+++ ТЕКСТ ДЛЯ ЧТЕНИЯ
Быть может, и теперь совершится чудо, и дело обойдется без новых мучительных переживаний.
По возвращении из-за границы мечта о самостоятельной выставке в Петербурге меня не покидала. «Святая Русь» была почти готова. Было написано еще несколько картин, акварельных эскизов. Немало было и этюдов, которые можно было показать. Предполагал я выставить полностью эскизы Абастуманской церкви, несмотря на то, что большая часть их была уже на Дягилевской выставке в 1901 году.
Недолго по возвращении из-за границы просидел я дома, собрался в Уфу. По дороге туда прожил недели две в Васильсурске, где в то время были очень патриархальные нравы: мои соседи, уезжая на неделю, на две в Казань, не запирали своего домика, наказывая моей хозяйке посмотреть за курами и только!
++++++
+++ ФРАГМЕНТЫ ДАННЫХ
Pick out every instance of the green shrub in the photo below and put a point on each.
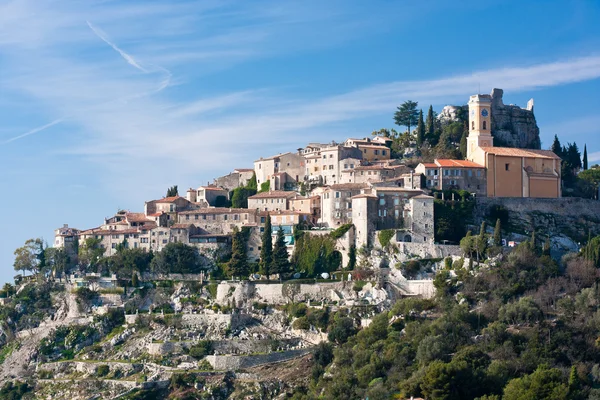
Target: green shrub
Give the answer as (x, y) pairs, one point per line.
(203, 348)
(102, 370)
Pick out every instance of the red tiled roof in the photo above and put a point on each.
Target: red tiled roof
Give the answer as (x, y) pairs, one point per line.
(445, 163)
(182, 226)
(136, 217)
(218, 210)
(170, 199)
(273, 194)
(348, 186)
(512, 152)
(212, 188)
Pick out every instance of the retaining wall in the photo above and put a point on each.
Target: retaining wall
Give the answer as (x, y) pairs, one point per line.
(232, 363)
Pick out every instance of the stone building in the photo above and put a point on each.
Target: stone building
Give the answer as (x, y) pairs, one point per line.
(292, 164)
(66, 238)
(510, 172)
(239, 177)
(336, 203)
(445, 174)
(307, 205)
(210, 195)
(275, 200)
(407, 211)
(218, 220)
(326, 164)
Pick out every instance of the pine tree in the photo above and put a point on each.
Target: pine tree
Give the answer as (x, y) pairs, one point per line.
(498, 233)
(429, 126)
(281, 263)
(266, 252)
(556, 147)
(351, 258)
(463, 143)
(252, 184)
(420, 129)
(546, 248)
(238, 264)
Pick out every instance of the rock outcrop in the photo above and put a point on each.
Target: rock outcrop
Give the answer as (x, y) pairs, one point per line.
(512, 126)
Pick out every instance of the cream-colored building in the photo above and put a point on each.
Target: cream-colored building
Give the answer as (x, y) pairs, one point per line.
(510, 172)
(273, 200)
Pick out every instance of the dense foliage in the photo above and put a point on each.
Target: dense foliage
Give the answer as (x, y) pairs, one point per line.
(526, 328)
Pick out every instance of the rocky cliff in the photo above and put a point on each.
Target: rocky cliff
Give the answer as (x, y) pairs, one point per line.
(512, 126)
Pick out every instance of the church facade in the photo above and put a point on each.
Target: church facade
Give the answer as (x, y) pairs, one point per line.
(510, 172)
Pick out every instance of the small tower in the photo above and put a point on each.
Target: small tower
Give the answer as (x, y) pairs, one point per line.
(480, 120)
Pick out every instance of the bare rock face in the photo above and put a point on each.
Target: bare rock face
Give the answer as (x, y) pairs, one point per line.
(513, 126)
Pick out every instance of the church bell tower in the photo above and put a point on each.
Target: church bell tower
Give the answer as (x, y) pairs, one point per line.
(480, 120)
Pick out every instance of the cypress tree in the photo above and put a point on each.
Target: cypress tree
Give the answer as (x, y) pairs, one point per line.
(266, 252)
(238, 264)
(351, 257)
(429, 123)
(557, 147)
(281, 263)
(498, 233)
(420, 129)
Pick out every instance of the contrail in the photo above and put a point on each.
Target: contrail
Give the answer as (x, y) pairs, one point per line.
(130, 60)
(36, 130)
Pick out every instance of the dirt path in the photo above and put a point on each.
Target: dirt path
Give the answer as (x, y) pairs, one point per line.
(17, 364)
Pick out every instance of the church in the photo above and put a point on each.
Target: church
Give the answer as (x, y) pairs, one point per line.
(510, 172)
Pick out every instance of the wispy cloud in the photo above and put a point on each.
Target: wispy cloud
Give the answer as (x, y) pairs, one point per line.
(34, 130)
(130, 60)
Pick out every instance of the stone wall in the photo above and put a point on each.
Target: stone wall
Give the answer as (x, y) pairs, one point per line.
(242, 292)
(233, 363)
(409, 250)
(564, 219)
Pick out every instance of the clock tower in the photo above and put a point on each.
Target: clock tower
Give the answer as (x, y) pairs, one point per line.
(480, 120)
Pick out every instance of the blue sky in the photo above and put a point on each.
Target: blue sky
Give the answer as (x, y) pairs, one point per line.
(104, 104)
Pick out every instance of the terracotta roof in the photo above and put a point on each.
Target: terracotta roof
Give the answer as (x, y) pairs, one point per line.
(212, 188)
(217, 210)
(457, 164)
(171, 199)
(282, 212)
(512, 152)
(373, 146)
(136, 217)
(181, 226)
(348, 186)
(273, 194)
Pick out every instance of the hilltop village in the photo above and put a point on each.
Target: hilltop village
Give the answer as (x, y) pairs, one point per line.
(324, 186)
(460, 265)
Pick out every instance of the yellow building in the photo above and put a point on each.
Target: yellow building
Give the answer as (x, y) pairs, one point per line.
(511, 172)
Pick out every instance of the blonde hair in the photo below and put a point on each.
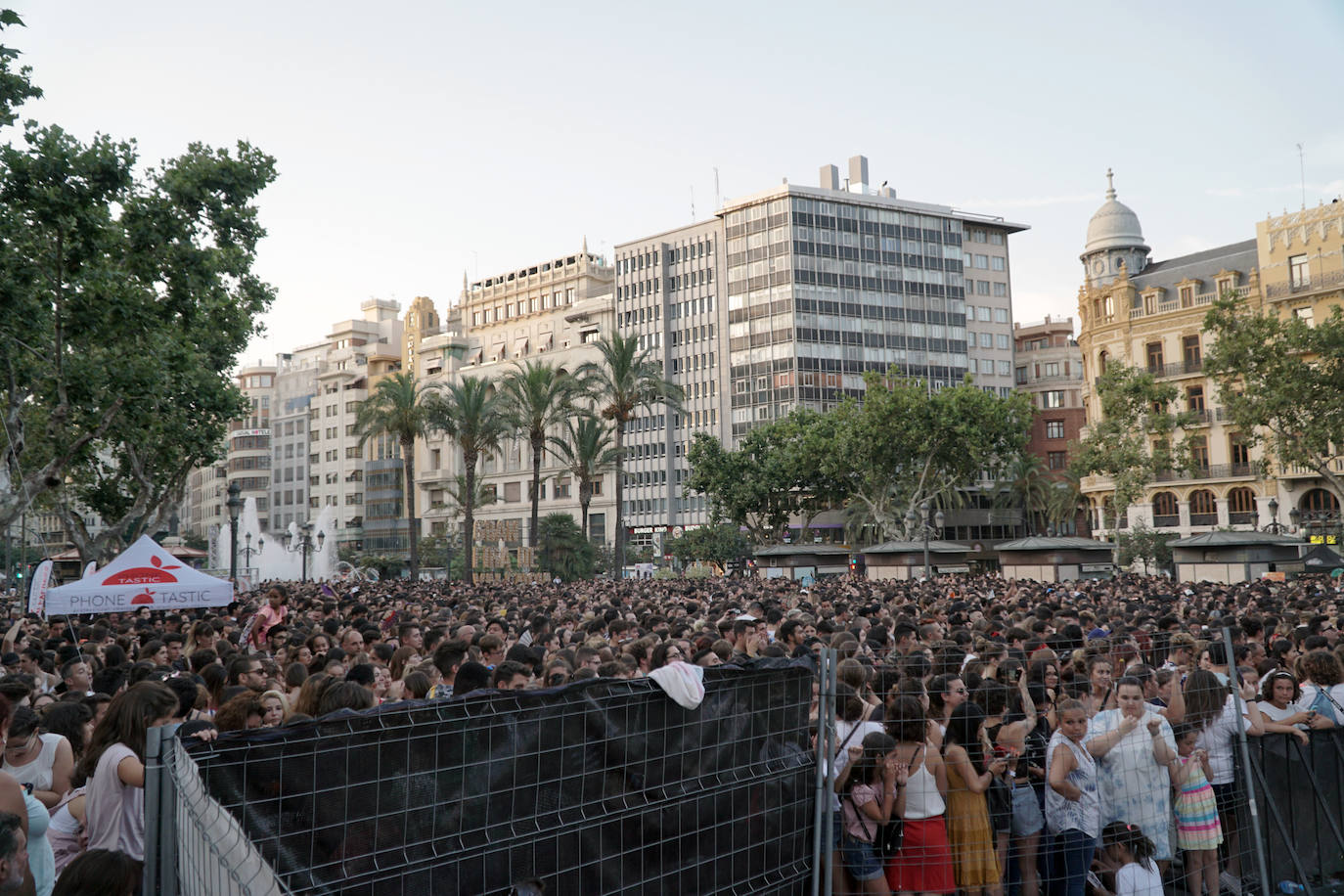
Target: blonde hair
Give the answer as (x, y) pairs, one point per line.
(277, 694)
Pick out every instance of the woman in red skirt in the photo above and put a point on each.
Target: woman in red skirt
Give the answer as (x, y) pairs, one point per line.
(923, 864)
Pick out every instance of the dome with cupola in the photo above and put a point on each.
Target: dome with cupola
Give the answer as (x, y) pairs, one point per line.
(1114, 240)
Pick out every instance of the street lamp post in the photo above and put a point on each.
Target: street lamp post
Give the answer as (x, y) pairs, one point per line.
(305, 547)
(1275, 525)
(926, 528)
(236, 506)
(248, 551)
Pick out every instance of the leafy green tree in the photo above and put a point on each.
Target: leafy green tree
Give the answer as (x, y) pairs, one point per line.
(588, 453)
(470, 413)
(1026, 485)
(126, 304)
(1146, 546)
(1136, 437)
(397, 409)
(908, 443)
(1279, 381)
(563, 550)
(624, 381)
(1064, 500)
(536, 398)
(711, 544)
(777, 471)
(15, 85)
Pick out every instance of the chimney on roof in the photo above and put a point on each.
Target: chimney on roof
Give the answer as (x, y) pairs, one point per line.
(859, 172)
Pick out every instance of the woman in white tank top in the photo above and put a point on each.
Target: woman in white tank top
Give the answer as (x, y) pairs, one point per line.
(923, 864)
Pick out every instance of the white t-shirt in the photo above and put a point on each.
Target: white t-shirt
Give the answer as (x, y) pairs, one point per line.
(1335, 692)
(1275, 713)
(1218, 739)
(1139, 880)
(114, 812)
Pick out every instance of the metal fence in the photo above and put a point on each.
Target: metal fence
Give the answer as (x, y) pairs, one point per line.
(610, 787)
(605, 786)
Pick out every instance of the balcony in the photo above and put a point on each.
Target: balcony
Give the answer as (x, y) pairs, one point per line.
(1176, 304)
(1207, 471)
(433, 477)
(1305, 287)
(1308, 473)
(1178, 368)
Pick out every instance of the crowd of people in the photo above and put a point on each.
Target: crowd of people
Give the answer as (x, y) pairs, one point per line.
(1030, 738)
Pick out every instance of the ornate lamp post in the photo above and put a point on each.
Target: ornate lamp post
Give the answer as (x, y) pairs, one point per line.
(234, 504)
(305, 546)
(248, 551)
(1275, 525)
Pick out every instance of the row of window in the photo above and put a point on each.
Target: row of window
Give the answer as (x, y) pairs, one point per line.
(989, 340)
(985, 288)
(530, 305)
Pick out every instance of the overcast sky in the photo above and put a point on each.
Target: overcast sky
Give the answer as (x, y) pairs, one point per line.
(421, 140)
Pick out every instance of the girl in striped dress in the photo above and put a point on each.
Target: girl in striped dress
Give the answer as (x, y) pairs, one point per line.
(1197, 830)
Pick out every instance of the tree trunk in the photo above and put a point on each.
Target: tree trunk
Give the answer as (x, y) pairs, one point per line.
(585, 499)
(538, 446)
(470, 516)
(412, 528)
(618, 548)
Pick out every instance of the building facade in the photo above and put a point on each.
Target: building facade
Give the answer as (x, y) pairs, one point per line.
(550, 312)
(785, 299)
(1050, 368)
(1150, 315)
(248, 441)
(668, 294)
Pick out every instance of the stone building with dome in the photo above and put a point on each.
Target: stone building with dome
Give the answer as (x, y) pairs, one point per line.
(1150, 315)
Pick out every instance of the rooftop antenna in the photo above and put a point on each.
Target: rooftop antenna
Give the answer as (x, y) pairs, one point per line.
(1301, 172)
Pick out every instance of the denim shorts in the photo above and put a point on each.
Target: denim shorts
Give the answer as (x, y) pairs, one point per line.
(861, 860)
(1026, 812)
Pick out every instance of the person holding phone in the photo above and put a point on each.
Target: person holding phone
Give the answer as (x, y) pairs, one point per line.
(1133, 748)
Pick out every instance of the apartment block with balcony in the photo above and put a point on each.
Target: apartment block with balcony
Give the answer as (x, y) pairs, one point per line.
(1301, 262)
(248, 441)
(1050, 368)
(354, 353)
(549, 312)
(1150, 315)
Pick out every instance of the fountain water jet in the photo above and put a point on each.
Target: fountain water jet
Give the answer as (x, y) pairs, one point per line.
(272, 558)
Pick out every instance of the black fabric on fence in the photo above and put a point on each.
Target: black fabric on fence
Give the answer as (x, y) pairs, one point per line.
(601, 786)
(1301, 805)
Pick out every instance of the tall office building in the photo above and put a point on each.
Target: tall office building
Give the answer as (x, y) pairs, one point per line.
(668, 293)
(796, 293)
(550, 312)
++++++
ВОПРОСЫ И ЗАДАНИЯ
1 - Перепишите часть текста для чтения от «Быть может, и» до «в 1901 году.», поставив «Москве» вместо «Петербурге».
2 - Определите, соответствуют ли тексту для чтения следующие утверждения. Ответ на каждое подтвердите точной цитатой.
(a) Этюдов, которые можно было показать, было мало.
(b) Эскизы Абастуманской церкви прежде нигде не выставлялись.
(c) Соседи в Васильсурске, уезжая в Казань, запирали свой домик.
Данные — отдельный материал, с текстом для чтения они не связаны.

ОТВЕТЫ К ЗАДАНИЯМ
1 -
Быть может, и теперь совершится чудо, и дело обойдется без новых мучительных переживаний.
По возвращении из-за границы мечта о самостоятельной выставке в Москве меня не покидала. «Святая Русь» была почти готова. Было написано еще несколько картин, акварельных эскизов. Немало было и этюдов, которые можно было показать. Предполагал я выставить полностью эскизы Абастуманской церкви, несмотря на то, что большая часть их была уже на Дягилевской выставке в 1901 году.

2 -
(a) Нет: «Немало было и этюдов, которые можно было показать».
(b) Нет: «большая часть их была уже на Дягилевской выставке в 1901 году».
(c) Нет: «мои соседи, уезжая на неделю, на две в Казань, не запирали своего домика».